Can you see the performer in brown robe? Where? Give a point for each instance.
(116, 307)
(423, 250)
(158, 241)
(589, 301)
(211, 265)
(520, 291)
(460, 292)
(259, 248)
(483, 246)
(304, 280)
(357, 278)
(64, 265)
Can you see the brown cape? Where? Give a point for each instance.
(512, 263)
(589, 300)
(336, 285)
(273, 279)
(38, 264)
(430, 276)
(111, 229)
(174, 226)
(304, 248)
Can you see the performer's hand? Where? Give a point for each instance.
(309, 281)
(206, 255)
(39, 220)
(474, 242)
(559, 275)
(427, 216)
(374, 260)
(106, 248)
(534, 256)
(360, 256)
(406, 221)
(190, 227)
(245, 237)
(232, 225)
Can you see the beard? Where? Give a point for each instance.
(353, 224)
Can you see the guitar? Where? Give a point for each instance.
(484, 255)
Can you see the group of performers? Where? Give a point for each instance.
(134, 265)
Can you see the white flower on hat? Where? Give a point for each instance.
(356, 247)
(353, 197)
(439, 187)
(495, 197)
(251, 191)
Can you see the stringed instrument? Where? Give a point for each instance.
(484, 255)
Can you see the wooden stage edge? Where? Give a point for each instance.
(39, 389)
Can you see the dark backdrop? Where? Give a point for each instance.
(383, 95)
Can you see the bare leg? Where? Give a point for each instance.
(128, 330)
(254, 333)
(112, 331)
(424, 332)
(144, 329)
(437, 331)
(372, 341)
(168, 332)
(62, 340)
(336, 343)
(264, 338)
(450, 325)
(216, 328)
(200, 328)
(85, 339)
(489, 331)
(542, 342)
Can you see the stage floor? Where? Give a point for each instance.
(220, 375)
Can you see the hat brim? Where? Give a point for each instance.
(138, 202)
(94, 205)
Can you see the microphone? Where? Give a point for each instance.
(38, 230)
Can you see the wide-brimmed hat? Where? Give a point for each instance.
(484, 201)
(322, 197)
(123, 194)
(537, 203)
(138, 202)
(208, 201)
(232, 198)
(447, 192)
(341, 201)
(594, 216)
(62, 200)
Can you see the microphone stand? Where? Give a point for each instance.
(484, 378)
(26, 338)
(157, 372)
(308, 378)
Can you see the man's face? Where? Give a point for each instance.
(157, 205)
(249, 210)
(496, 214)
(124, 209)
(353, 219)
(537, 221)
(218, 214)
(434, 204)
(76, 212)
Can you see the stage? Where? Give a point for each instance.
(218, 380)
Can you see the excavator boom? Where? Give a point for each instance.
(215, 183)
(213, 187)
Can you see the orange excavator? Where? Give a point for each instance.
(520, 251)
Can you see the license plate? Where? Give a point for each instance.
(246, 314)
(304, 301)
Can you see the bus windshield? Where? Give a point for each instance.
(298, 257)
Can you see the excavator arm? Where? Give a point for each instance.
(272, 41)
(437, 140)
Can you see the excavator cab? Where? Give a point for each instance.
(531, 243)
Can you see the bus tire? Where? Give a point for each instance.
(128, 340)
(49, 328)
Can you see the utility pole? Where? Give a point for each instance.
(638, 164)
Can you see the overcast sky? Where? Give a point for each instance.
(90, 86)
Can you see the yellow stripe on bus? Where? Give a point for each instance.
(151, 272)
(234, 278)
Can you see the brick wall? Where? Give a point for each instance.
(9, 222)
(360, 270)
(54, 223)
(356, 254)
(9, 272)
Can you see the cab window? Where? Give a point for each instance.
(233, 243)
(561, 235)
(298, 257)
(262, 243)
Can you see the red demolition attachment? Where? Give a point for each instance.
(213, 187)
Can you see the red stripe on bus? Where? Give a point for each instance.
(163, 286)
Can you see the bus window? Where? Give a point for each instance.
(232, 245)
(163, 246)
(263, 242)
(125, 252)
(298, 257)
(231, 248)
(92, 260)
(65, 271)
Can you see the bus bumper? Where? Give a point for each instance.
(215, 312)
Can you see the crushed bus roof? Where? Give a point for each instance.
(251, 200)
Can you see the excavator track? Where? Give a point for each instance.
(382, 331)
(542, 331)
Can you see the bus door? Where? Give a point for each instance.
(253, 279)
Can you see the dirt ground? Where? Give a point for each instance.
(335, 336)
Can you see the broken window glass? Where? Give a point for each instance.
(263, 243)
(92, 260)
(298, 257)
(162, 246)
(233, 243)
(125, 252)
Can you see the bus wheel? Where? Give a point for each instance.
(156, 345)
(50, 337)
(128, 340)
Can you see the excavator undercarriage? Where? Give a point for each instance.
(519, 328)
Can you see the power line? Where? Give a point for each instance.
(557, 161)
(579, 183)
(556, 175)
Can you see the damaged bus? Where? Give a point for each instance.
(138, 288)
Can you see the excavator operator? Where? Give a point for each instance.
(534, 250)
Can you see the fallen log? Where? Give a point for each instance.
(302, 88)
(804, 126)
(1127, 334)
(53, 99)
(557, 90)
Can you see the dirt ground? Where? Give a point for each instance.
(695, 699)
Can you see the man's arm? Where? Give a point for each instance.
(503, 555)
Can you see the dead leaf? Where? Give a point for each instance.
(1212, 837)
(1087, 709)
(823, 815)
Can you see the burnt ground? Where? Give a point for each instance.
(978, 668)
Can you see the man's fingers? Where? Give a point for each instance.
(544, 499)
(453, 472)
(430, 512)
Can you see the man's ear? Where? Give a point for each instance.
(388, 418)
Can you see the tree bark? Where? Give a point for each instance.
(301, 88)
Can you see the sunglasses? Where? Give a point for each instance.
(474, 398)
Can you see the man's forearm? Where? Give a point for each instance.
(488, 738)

***

- **Exercise brief**: Please reproduce the entire listing, exactly as shown.

- **Solution for this task**:
Can you see the performer in brown robe? Where? Give a point for each instance.
(116, 307)
(423, 250)
(158, 241)
(589, 301)
(211, 265)
(520, 291)
(460, 292)
(259, 248)
(483, 246)
(304, 280)
(357, 278)
(64, 265)
Can you see the brown cape? Where? Give a point for each instance.
(512, 263)
(589, 300)
(336, 285)
(273, 279)
(38, 264)
(430, 276)
(111, 229)
(174, 226)
(304, 248)
Can you see the performer's hand? Where? Give a point for each instance.
(309, 281)
(206, 255)
(39, 220)
(474, 242)
(559, 275)
(427, 216)
(374, 260)
(106, 248)
(534, 256)
(360, 256)
(406, 221)
(190, 227)
(245, 237)
(232, 225)
Can you see the beard? Where? Give a point for each instance.
(353, 224)
Can you see the guitar? Where? Give a point for each instance.
(484, 255)
Can you see the group of performers? Where? Give a point for each instance.
(134, 265)
Can you see the white flower on hat? Where? Give a point for each instance.
(356, 247)
(353, 197)
(439, 187)
(495, 197)
(251, 191)
Can you see the stringed instrument? Where? Give a point for each instance.
(484, 255)
Can you see the wooden stage edge? Where? Give a point for each instance.
(39, 389)
Can you see the dark backdrop? Where? Give a point for each instance.
(383, 95)
Can you see the bare leg? Where? Give a point for each instance.
(128, 330)
(254, 333)
(112, 331)
(424, 332)
(144, 329)
(437, 331)
(372, 341)
(168, 332)
(62, 340)
(336, 343)
(264, 338)
(450, 325)
(216, 328)
(200, 328)
(85, 339)
(489, 331)
(542, 342)
Can you see the stage floor? Where? Give a point for each instance.
(220, 375)
Can you see the hat brim? Where? Give a point for each instance.
(138, 202)
(94, 205)
Can you see the microphone? Where? Give a point for each instance.
(38, 230)
Can you see the wide-brimmed hat? Where? Give a point for each instance.
(484, 201)
(322, 197)
(123, 194)
(537, 203)
(138, 202)
(208, 201)
(232, 198)
(447, 192)
(341, 201)
(594, 216)
(62, 200)
Can you see the microphone stand? Where? Give a point for each instance.
(484, 378)
(26, 338)
(157, 372)
(308, 378)
Can you see the man's face? Where? Give a point for each instance.
(157, 205)
(249, 210)
(496, 214)
(124, 209)
(353, 219)
(537, 221)
(218, 214)
(434, 204)
(76, 212)
Can you see the stage? Where? Give a point for each instance.
(218, 380)
Can you see the excavator boom? Where? Give a point for each instance.
(215, 183)
(213, 187)
Can you see the orange excavator? Where? Give a point for each instance.
(520, 251)
Can you see the license plate? Where? Give a point for each instance.
(246, 314)
(304, 301)
Can you see the bus windshield? Where? Give a point for each instance.
(298, 257)
Can you see the excavator arm? Where? Give a point for each instance.
(272, 41)
(437, 140)
Can you see the excavator cab? Where? Give a point for each instance.
(531, 243)
Can you see the bus tire? Where? Give a point for each instance.
(128, 340)
(49, 328)
Can you see the utility pole? Where? Give a point for each instance.
(638, 164)
Can you see the overcast sky? Where? Give a point for each instance.
(90, 86)
Can you see the yellow stripe on bus? Where? Give a point for each instance.
(151, 272)
(234, 278)
Can you see the brick wall? Where? Give a point for each instance.
(9, 222)
(360, 270)
(54, 223)
(356, 254)
(9, 272)
Can you see the cab window? Where? Give a point for each instance.
(233, 243)
(561, 235)
(298, 257)
(262, 243)
Can you see the red demolition attachment? Where? Give a point for each instance.
(213, 187)
Can you see the red stripe on bus? Where? Give a point for each instance.
(163, 286)
Can you see the bus window? Where? Give a point for each instance.
(232, 245)
(163, 246)
(263, 242)
(125, 252)
(298, 257)
(231, 248)
(92, 260)
(65, 271)
Can you see the bus bumper? Where? Give a point for each instance.
(215, 312)
Can you see the crushed bus roof? Where? Give a point for each instance.
(251, 200)
Can you see the excavator track? Where? Give a point for each instance.
(382, 331)
(542, 331)
Can you see the bus door? Where? Give a point for each instance.
(253, 279)
Can you see the dirt ground? Where? Give a point for each instance.
(335, 336)
Can you see the broken window glass? Where? Give a point for each instance.
(263, 243)
(92, 260)
(298, 257)
(162, 246)
(233, 243)
(125, 252)
Can you see the bus wheel? Where? Give a point for each instance.
(156, 345)
(50, 337)
(128, 340)
Can you see the excavator undercarriage? Where? Give a point for each instance.
(519, 328)
Can you see the power line? Where? Give a point for each instance.
(557, 161)
(579, 183)
(556, 175)
Can you see the damaged bus? Where? Give a point for each instance.
(138, 288)
Can you see the excavator operator? Where? Give a point for each instance.
(534, 250)
Can you see the fallen log? Where? Give a point for each instance.
(302, 88)
(804, 126)
(1127, 334)
(53, 99)
(557, 90)
Can you see the dirt ground? Where? Give a point for each instance.
(695, 699)
Can you see the man's arm? Where? Give a point for each instance.
(503, 555)
Can you see the dead leaf? Where? Give a point for each instance.
(1212, 837)
(1087, 709)
(823, 815)
Can you see the burnt ground? Where? Give a point for each instance.
(978, 668)
Can you see the man's fingers? Where? Give a point for each instance.
(544, 499)
(453, 472)
(430, 512)
Can you see the man's ear? Where? Give a point for each instance.
(388, 418)
Can you see the tree bark? Where? Give a point for each instance.
(301, 88)
Can you see the sunglasses? Where? Give a point for each instance.
(474, 398)
Can you see the man's forearm? Where? Give a point for each instance.
(488, 738)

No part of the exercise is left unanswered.